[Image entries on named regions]
···

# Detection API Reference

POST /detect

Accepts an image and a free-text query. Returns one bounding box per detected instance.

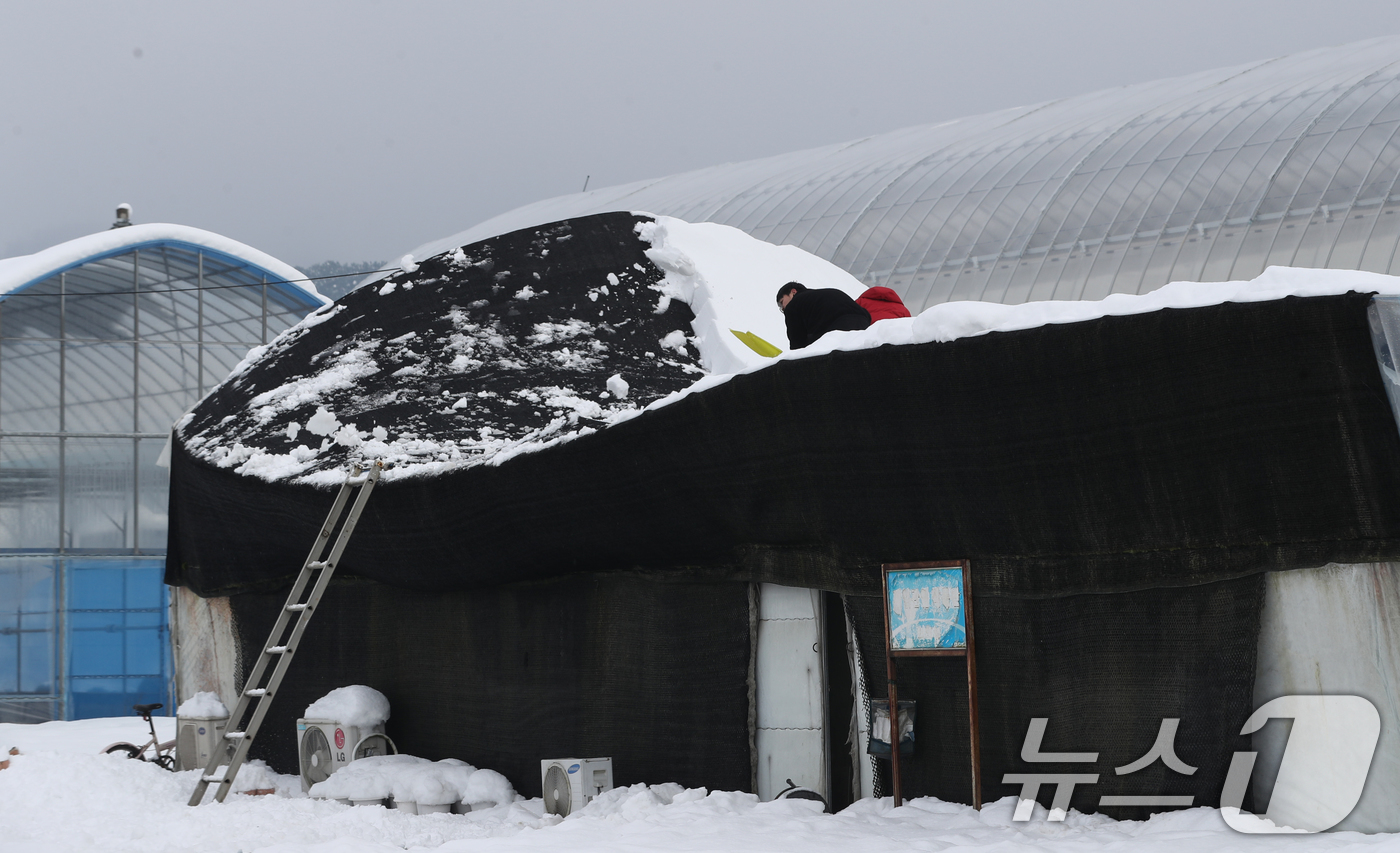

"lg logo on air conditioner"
[1002,696,1380,833]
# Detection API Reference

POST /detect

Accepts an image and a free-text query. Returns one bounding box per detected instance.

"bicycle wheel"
[102,744,146,761]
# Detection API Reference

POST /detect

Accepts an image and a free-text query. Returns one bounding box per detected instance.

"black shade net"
[167,214,1400,811]
[231,573,752,797]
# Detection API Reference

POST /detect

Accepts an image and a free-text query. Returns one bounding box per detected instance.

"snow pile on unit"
[301,684,389,728]
[308,755,515,805]
[175,691,228,719]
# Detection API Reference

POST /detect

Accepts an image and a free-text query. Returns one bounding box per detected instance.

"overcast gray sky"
[8,0,1400,265]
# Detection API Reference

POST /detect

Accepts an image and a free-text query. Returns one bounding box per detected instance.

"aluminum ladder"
[189,462,384,805]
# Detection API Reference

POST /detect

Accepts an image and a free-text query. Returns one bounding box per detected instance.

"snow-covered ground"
[0,717,1400,853]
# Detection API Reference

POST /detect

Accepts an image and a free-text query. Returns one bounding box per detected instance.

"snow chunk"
[303,406,340,437]
[301,684,389,728]
[175,691,228,717]
[637,216,862,373]
[661,329,686,356]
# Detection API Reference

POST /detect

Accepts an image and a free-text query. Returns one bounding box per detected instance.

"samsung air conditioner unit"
[297,720,399,791]
[539,758,612,817]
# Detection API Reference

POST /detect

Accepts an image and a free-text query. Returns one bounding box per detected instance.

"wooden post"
[885,652,904,808]
[963,563,981,811]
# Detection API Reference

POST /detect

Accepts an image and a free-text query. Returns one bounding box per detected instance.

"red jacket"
[855,287,909,322]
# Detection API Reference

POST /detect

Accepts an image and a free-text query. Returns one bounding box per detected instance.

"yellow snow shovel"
[729,329,783,359]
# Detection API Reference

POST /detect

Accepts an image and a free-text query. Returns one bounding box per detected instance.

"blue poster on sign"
[885,569,967,651]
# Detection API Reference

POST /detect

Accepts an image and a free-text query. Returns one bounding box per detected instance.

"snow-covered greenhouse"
[0,218,325,721]
[167,38,1400,829]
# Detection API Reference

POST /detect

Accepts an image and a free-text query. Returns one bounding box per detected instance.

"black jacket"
[783,287,871,350]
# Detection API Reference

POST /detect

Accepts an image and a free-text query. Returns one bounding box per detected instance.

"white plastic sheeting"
[171,587,241,711]
[375,36,1400,314]
[755,584,832,801]
[1253,563,1400,832]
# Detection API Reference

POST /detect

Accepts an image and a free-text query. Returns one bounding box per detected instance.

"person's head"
[778,282,806,311]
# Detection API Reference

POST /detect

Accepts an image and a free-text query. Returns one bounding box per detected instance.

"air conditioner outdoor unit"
[297,720,399,791]
[539,758,612,817]
[175,714,234,770]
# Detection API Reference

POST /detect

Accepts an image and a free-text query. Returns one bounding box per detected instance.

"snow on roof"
[178,214,1400,485]
[638,216,1400,409]
[0,223,329,303]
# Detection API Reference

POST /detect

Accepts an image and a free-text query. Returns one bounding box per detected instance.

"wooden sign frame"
[881,560,981,808]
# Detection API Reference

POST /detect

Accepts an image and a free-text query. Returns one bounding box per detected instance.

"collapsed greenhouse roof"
[168,213,1400,595]
[167,213,1400,817]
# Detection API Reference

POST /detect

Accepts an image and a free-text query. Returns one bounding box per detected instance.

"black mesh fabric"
[231,573,752,797]
[167,294,1400,595]
[167,212,1400,814]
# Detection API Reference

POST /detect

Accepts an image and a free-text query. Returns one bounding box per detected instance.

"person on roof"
[778,282,871,350]
[855,287,910,322]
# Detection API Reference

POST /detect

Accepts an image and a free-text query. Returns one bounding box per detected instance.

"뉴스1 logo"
[1001,696,1380,833]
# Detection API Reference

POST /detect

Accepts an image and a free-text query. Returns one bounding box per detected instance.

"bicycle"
[102,702,176,773]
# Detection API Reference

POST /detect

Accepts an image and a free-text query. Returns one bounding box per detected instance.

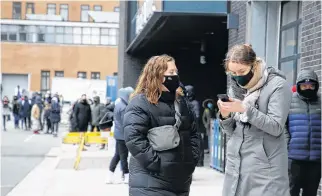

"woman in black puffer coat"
[123,55,200,196]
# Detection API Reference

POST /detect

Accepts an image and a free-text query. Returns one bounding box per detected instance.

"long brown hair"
[132,54,179,104]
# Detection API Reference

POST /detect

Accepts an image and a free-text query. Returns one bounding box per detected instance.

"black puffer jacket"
[123,93,199,196]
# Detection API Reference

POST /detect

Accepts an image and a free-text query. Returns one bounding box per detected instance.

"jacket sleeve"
[190,112,201,165]
[246,81,292,137]
[123,98,160,172]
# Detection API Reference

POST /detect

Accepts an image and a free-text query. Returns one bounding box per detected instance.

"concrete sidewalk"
[8,136,223,196]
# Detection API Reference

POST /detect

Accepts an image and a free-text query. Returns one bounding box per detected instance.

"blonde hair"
[224,44,261,72]
[131,54,183,104]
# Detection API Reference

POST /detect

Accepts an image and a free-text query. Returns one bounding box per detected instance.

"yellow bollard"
[74,133,85,170]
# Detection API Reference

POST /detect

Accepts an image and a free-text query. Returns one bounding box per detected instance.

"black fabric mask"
[163,75,180,93]
[232,70,254,86]
[299,89,316,99]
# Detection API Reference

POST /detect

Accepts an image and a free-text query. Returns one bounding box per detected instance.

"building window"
[55,71,64,77]
[81,5,89,22]
[114,7,120,12]
[26,3,35,14]
[94,5,103,11]
[1,24,118,46]
[91,72,101,80]
[47,3,56,15]
[77,71,87,79]
[60,4,68,21]
[279,1,302,85]
[12,2,21,19]
[40,71,50,93]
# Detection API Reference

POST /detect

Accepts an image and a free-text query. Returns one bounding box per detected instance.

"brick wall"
[301,1,322,92]
[301,1,322,196]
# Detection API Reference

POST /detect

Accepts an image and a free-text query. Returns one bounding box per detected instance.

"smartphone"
[217,94,229,102]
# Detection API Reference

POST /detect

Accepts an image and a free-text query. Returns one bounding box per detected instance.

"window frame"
[55,71,65,78]
[77,71,87,79]
[93,5,103,12]
[80,4,91,22]
[59,4,69,21]
[12,1,22,20]
[91,71,101,80]
[46,3,57,15]
[40,70,50,92]
[26,2,35,14]
[278,1,302,84]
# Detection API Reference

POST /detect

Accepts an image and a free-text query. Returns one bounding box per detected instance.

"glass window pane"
[46,26,55,33]
[101,28,109,35]
[82,35,91,44]
[64,34,73,44]
[281,61,295,86]
[1,25,9,32]
[56,27,64,33]
[101,35,108,45]
[94,5,102,11]
[73,27,82,34]
[108,36,116,46]
[38,34,45,42]
[92,28,100,35]
[1,33,8,41]
[91,35,100,44]
[45,34,55,43]
[56,34,64,43]
[281,28,296,58]
[65,27,73,34]
[110,29,116,35]
[83,27,91,35]
[19,33,27,42]
[282,1,298,26]
[73,35,82,44]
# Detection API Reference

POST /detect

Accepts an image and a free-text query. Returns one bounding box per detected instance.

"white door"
[2,74,29,101]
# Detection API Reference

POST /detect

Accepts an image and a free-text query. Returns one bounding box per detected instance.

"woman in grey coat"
[218,45,291,196]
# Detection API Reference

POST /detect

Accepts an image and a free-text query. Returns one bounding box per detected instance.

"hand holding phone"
[217,94,230,102]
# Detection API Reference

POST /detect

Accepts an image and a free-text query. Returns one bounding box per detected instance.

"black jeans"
[46,118,51,132]
[51,123,58,133]
[289,159,321,196]
[110,140,129,174]
[21,117,31,129]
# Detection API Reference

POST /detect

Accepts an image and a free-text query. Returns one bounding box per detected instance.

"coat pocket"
[255,139,269,164]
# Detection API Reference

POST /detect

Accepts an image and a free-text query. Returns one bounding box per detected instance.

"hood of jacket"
[185,85,195,101]
[118,87,134,103]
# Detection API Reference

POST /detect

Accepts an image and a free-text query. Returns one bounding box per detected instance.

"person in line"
[50,97,61,137]
[288,70,321,196]
[91,96,104,132]
[123,55,200,196]
[2,96,11,131]
[31,100,41,134]
[201,99,215,154]
[185,85,204,167]
[19,96,32,131]
[73,94,92,132]
[12,96,20,129]
[217,44,292,196]
[44,103,52,134]
[106,87,134,184]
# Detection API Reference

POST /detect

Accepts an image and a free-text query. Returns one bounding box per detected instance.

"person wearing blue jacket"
[287,70,321,196]
[106,87,134,184]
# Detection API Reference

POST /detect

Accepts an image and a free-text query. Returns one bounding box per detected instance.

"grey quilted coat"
[220,67,292,196]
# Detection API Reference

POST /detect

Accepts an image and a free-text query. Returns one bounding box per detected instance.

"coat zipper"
[306,101,311,158]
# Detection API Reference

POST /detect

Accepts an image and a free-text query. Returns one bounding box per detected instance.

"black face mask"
[299,89,316,99]
[232,70,254,86]
[163,75,180,93]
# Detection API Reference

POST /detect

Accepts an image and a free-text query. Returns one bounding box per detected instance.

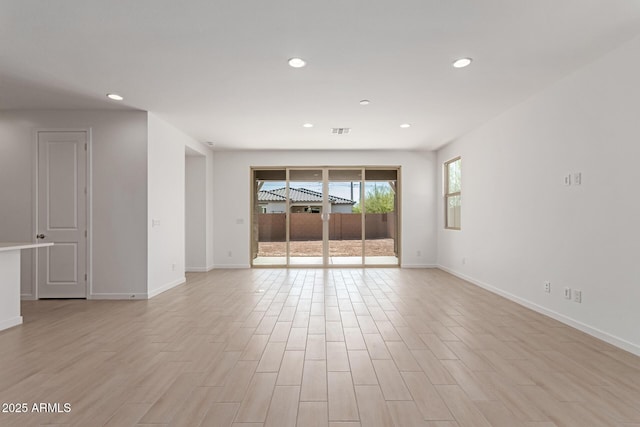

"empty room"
[0,0,640,427]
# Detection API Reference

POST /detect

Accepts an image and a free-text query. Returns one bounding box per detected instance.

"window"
[444,157,462,230]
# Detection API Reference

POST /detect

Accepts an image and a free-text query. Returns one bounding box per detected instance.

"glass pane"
[447,159,462,193]
[252,170,287,265]
[356,176,398,265]
[447,196,461,228]
[288,169,323,265]
[329,169,362,265]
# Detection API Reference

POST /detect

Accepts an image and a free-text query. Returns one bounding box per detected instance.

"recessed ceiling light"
[289,58,307,68]
[453,58,471,68]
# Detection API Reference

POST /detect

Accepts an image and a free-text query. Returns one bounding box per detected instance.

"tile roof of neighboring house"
[258,187,356,205]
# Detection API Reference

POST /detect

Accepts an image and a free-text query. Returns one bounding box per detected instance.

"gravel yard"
[258,239,394,257]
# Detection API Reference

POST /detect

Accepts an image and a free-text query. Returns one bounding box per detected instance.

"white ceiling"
[0,0,640,149]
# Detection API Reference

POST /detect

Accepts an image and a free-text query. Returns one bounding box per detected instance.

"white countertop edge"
[0,242,53,252]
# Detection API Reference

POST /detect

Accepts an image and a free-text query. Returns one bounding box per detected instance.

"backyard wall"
[258,212,396,242]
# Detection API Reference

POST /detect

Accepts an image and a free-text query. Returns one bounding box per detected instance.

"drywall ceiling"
[0,0,640,149]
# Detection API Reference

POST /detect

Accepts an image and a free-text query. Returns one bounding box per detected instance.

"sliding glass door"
[251,167,399,267]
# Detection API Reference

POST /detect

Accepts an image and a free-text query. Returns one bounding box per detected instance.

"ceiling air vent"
[331,128,351,135]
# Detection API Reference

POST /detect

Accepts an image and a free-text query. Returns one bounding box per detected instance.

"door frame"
[249,165,402,268]
[30,127,93,300]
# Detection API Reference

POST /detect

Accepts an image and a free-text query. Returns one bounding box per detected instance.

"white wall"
[185,151,207,271]
[0,110,147,298]
[214,151,436,268]
[437,38,640,354]
[147,113,191,297]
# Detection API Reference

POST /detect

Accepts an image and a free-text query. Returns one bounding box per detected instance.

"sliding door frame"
[249,166,402,268]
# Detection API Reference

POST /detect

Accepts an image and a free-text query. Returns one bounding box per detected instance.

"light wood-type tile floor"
[0,269,640,427]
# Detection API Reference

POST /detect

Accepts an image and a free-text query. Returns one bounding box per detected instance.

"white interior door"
[36,131,87,298]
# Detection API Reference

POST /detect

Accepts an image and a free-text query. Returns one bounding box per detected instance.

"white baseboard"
[437,265,640,356]
[87,292,148,300]
[213,264,251,270]
[184,267,209,273]
[147,277,187,299]
[0,316,22,331]
[400,263,438,268]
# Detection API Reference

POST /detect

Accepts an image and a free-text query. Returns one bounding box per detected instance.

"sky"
[262,181,389,203]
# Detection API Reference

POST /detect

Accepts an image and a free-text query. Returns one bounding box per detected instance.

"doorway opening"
[251,167,400,267]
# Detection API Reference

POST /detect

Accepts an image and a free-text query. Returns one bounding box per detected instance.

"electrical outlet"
[573,289,582,303]
[573,172,582,185]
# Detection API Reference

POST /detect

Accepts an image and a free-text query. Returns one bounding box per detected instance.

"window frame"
[444,156,462,231]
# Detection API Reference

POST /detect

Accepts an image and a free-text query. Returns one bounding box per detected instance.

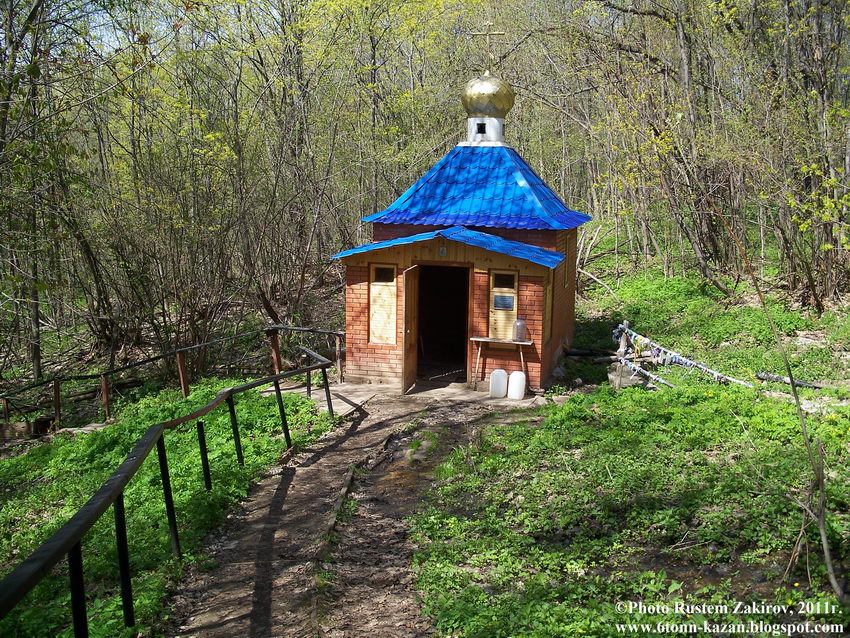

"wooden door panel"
[401,266,421,394]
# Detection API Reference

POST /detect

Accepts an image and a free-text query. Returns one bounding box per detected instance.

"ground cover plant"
[0,379,332,636]
[412,275,850,638]
[415,385,850,637]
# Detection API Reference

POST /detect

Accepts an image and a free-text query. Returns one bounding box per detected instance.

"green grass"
[570,271,850,396]
[0,380,332,636]
[412,274,850,638]
[414,385,850,637]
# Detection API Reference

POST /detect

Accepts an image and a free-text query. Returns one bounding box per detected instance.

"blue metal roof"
[331,226,565,268]
[363,146,591,230]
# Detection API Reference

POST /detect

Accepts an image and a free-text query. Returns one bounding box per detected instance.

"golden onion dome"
[460,71,514,118]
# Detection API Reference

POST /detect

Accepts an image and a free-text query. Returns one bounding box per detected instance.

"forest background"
[0,0,850,380]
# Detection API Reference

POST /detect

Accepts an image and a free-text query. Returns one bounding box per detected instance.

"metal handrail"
[0,324,345,399]
[0,346,333,637]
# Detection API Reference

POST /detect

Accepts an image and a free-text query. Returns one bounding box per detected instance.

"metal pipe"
[274,379,292,450]
[156,434,183,558]
[68,542,89,638]
[112,492,136,627]
[227,396,245,467]
[195,421,212,492]
[322,368,334,418]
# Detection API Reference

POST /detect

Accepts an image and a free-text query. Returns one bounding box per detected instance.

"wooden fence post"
[53,377,62,428]
[614,320,629,390]
[334,335,342,383]
[266,328,283,374]
[100,374,112,421]
[177,350,189,399]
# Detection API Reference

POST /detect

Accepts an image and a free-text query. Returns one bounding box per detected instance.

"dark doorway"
[417,266,469,383]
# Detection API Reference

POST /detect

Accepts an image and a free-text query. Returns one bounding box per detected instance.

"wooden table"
[469,337,534,385]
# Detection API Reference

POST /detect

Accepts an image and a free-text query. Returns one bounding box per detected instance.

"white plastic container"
[490,370,508,399]
[508,370,525,401]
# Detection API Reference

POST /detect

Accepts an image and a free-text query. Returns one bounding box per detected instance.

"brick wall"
[345,224,577,387]
[345,265,404,385]
[543,229,577,381]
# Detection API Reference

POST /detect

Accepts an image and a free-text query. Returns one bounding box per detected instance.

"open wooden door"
[401,266,420,394]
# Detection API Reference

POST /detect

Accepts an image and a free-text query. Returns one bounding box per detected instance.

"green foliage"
[413,272,850,638]
[573,270,850,389]
[413,385,850,637]
[0,379,332,636]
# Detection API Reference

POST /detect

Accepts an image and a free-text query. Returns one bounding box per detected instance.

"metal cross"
[469,22,505,71]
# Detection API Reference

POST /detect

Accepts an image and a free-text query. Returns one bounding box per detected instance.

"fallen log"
[756,372,833,390]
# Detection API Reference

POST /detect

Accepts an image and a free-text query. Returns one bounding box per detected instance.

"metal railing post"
[227,396,245,467]
[266,328,283,374]
[322,368,334,418]
[68,541,89,638]
[334,335,342,383]
[274,379,292,450]
[195,421,212,492]
[156,432,183,558]
[112,492,136,627]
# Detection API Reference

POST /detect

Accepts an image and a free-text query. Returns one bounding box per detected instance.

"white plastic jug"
[490,370,508,399]
[508,370,525,401]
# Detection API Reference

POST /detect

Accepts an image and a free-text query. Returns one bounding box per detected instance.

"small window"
[493,272,516,290]
[372,266,395,284]
[490,270,519,340]
[493,295,514,310]
[369,265,398,345]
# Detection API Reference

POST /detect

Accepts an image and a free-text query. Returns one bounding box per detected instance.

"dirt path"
[317,403,493,638]
[163,396,500,638]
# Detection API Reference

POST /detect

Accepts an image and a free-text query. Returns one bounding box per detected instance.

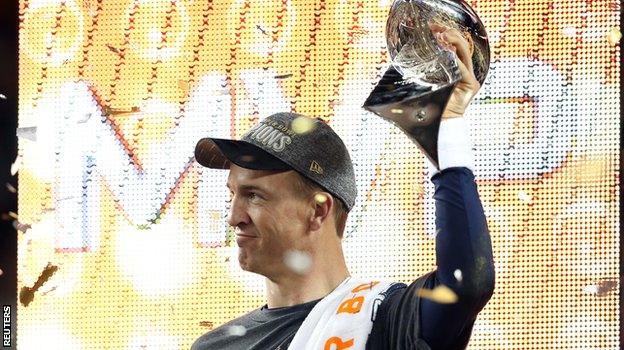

···

▶ **DESCRIPTION OF THE TASK**: Please report each line of the records above that contains the word "sliding", copying every such line in full. Case counts when matching.

▶ **RESULT OF THIS TASK**:
"sliding glass door"
"sliding door frame"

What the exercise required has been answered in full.